(REQUIRED WORK) Please pull out every line below that contains the string "JSON", matching case exactly.

(INFORMATION SHOWN)
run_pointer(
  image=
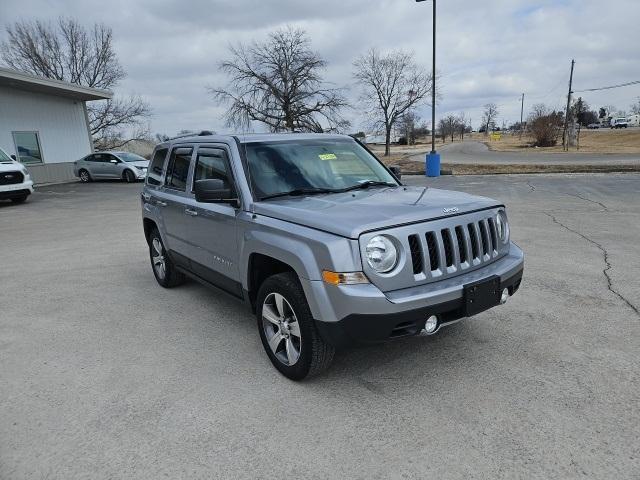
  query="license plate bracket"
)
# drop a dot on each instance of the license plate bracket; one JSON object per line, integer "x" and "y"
{"x": 481, "y": 295}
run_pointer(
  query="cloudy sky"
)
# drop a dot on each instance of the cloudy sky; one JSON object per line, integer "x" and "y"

(TASK RESPONSE)
# drop a dot on each instance of the license plate bracket; one JSON object per line, integer "x" and "y"
# drop a dot on each instance of the cloudy sky; one JSON object per line, integer "x" and "y"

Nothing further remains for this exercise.